— START Listed records —
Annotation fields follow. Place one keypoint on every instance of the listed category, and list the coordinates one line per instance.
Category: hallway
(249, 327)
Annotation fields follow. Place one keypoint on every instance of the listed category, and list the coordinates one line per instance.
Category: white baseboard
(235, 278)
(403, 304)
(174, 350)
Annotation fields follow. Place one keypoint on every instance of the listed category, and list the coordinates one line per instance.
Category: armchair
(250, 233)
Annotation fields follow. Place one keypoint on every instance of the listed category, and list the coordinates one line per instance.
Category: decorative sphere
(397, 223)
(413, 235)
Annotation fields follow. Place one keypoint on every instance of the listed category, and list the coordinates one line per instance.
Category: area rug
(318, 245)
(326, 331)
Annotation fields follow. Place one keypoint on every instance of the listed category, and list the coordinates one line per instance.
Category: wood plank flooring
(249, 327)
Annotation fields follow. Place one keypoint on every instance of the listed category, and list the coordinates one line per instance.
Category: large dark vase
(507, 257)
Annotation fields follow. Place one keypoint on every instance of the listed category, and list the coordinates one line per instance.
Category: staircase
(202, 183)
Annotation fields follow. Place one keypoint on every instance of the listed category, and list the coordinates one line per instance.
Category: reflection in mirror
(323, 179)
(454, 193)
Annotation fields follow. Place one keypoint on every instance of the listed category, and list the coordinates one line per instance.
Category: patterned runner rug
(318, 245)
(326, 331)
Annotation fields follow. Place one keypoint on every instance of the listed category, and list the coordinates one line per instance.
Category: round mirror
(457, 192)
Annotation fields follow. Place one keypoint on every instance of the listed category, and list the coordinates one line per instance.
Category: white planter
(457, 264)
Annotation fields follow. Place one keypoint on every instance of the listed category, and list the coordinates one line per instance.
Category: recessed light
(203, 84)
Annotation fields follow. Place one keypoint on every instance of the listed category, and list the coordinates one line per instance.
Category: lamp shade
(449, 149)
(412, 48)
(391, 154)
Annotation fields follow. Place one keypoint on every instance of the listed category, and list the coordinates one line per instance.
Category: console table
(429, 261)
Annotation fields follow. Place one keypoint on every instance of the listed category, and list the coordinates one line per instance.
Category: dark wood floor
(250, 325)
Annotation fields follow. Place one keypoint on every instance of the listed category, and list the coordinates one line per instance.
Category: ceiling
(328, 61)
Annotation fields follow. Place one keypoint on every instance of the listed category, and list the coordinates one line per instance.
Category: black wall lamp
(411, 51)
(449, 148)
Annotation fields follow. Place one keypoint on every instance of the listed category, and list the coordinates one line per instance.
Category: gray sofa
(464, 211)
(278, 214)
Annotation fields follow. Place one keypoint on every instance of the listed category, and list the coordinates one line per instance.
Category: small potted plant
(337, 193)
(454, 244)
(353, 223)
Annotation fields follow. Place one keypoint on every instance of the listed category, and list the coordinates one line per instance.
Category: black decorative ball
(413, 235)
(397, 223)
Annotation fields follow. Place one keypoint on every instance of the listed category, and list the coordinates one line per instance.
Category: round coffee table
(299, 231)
— END Listed records —
▶ **What is being asked**: Please repeat all the records above exactly as they appear.

▶ **Response**:
Annotation fields follow. Place one keypoint on every instance of the listed category, and list the coordinates one line per instance.
Category: hallway
(249, 327)
Annotation fields follow. Place one keypoint on every instance of the listed category, and list the coordinates one line per instance.
Category: white baseboard
(235, 278)
(403, 304)
(174, 350)
Annotation fields follow. Place one keypoint on every instance of the listed category, and list the coordinates one line per instance.
Category: armchair
(250, 233)
Annotation fields follow. Place one keypoint on every instance of the listed category, and list the coordinates one line per instance.
Category: decorative sphere
(397, 223)
(413, 235)
Annotation fields follow. Place one keypoint on every instance of the listed category, and list the coordinates one line per instance.
Category: area rug
(318, 245)
(326, 331)
Annotation fields follow. Place one keypoint on every instance of the listed category, and list the coordinates one line per instance.
Category: wood plank flooring
(249, 327)
Annotation fields follow. Place one keypoint on every instance of the listed category, and list the coordinates one line per instance.
Category: large dark vase
(507, 257)
Annotation fields follow. Place one keypoint on every instance of the listed category, and list the coordinates one line per instance.
Category: staircase
(202, 183)
Annotation fields follow. Place one keypoint on every instance of the listed category, and list the coordinates one line per instance.
Category: reflection in mirror
(323, 179)
(454, 193)
Annotation fields follow. Place one keypoint on every instance of the listed category, and list the coordinates one line per instance.
Category: patterned runner rug
(318, 245)
(326, 331)
Annotation fields follow. Place one keypoint on every instance of the listed category, and list the coordinates one line per instance.
Category: round mirror
(457, 192)
Annotation fields follow. Place one keypoint on every instance of the listed category, and list the coordinates one line per instance.
Category: white planter
(457, 264)
Annotation fields follow. Place one keypoint on every instance of the listed category, and list the coordinates one line per instance.
Category: recessed light
(203, 84)
Annotation fields follow. Place one keypoint on every instance of the listed category, and list the coordinates one line per instance.
Category: lamp shade
(449, 149)
(412, 48)
(391, 154)
Annotation fields follow. Place one keypoint on every instance of the listed category, and list the coordinates one line per instance.
Category: console table
(429, 261)
Annotation fields follow. Place one keypoint on every instance of the listed category, and list the coordinates one line per instance.
Category: dark wood floor
(250, 325)
Annotation fields follow. Place one keypoint on every instance of the listed category, and list the coordinates one line per instance.
Category: ceiling
(328, 61)
Annotation fields follow. Place one keypoint on every instance of the listed category, and list the coordinates one line per instance.
Category: black wall lamp
(411, 51)
(449, 148)
Annotation fields follow. Place one keypoint on every instance of the listed category, and list the coordinates one line per instance.
Category: gray sofa
(464, 211)
(278, 214)
Annotation fields follow. Place one keypoint on every instance of the listed category, and list the coordinates one line per instance.
Category: small potted plant
(337, 193)
(454, 244)
(353, 223)
Annotation fields follow. Place one keypoint on every instance of the listed category, and list the coordinates one line per instance.
Category: black decorative ball
(413, 235)
(397, 223)
Annotation fields follow. Place one keypoint on every instance of the listed category, and list the coordinates one line per instance.
Category: round coffee table
(299, 231)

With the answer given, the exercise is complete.